SECOND SECTION

CASE OF VASILENKOV v. UKRAINE

(Application no. 19872/02)

JUDGMENT

STRASBOURG

3 May 2005

FINAL

03/08/2005

This judgment will become final in the circumstances set out in Article 44 § 2 of the Convention. It may be subject to editorial revision. 

In the case of Vasilenkov v. Ukraine,

The European Court of Human Rights (Second Section), sitting as a Chamber composed of:

Mr A.B. Baka, President
 Mr I. Cabral Barreto
 Mr R. Türmen
 Mr V. Butkevych
 Mr M. Ugrekhelidze
 Mrs E. Fura-Sandström, 
 Ms D. Jočienė, judges
and Mrs S. Dollé, Section Registrar,

Having deliberated in private on 5 April 2005,

Delivers the following judgment, which was adopted on that date:

PROCEDURE

1.  The case originated in an application (no. 19872/02) against Ukraine lodged with the Court under Article 34 of the Convention for the Protection of Human Rights and Fundamental Freedoms (“the Convention”) by a Ukrainian national, Mr Valeriy Pavlovich Vasilenkov (“the applicant”), on 4 May 2002.

2.  The Ukrainian Government (“the Government”) were represented by their Agents, Mrs V. Lutkovska and Mrs Z. Bortnovska.

3.  On 5 December 2003 the Court decided to communicate the application to the Government. Under the provisions of Article 29 § 3 of the Convention, it decided to examine the merits of the application at the same time as its admissibility.

===============

▸ Challenges:
1/ Quote the part of the judgment that opens with the words containing "(Application no. 19872/02)" and closes with "to editorial revision.".
2/ Answer these questions using the judgment.
(a) On what date did the Court deliberate in private?
(b) Who represented the Ukrainian Government?
(c) On what date was the application lodged with the Court?
The listing that follows this judgment has no connection to it.

===============

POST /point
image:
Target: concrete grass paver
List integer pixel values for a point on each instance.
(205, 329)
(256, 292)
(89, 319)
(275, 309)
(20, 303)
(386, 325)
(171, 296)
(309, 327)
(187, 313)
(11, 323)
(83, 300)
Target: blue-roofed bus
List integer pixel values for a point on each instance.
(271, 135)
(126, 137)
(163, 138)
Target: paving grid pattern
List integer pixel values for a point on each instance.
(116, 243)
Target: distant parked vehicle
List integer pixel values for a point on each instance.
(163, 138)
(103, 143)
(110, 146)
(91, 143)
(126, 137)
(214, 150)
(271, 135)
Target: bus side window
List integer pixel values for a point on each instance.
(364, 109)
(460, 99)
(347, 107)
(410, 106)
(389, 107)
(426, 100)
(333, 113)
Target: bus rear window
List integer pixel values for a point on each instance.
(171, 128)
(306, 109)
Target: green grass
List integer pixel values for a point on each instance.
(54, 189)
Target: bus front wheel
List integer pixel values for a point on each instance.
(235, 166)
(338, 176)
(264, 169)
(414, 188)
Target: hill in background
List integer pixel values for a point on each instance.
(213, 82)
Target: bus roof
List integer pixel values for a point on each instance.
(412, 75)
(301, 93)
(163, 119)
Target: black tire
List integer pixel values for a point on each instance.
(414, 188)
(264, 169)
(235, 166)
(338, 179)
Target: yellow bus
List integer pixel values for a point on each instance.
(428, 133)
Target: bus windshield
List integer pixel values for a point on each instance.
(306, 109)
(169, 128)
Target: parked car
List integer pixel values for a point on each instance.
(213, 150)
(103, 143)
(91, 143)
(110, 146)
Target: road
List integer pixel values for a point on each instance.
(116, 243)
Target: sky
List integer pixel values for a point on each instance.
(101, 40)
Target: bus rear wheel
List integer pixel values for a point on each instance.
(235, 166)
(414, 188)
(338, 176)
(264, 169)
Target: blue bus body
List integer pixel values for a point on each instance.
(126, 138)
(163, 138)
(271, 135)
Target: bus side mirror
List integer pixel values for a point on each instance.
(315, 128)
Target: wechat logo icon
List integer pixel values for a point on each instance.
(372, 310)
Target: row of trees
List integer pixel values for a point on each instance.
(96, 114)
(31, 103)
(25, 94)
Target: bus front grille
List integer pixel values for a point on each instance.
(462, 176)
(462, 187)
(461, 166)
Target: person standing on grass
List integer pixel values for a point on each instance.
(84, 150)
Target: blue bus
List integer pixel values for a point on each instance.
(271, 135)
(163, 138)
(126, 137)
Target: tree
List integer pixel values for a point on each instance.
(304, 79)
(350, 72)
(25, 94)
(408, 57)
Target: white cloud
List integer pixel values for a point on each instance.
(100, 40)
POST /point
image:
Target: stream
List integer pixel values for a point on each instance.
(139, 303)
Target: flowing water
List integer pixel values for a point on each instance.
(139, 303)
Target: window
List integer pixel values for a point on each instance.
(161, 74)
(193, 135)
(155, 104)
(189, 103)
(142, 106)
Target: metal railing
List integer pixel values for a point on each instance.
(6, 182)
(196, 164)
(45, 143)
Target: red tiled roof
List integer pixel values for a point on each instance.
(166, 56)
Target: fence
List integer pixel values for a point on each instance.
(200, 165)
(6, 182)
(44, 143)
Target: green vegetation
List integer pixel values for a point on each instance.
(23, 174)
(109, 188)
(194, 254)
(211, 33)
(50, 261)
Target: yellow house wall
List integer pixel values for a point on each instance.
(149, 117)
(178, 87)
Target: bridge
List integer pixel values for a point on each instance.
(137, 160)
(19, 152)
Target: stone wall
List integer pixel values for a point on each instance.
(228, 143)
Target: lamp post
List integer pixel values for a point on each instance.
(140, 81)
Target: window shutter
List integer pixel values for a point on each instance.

===============

▸ Task answers:
1/
(Application no. 19872/02)

JUDGMENT

STRASBOURG

3 May 2005

FINAL

03/08/2005

This judgment will become final in the circumstances set out in Article 44 § 2 of the Convention. It may be subject to editorial revision.

2/
(a) 5 April 2005
(b) Mrs V. Lutkovska and Mrs Z. Bortnovska
(c) 4 May 2002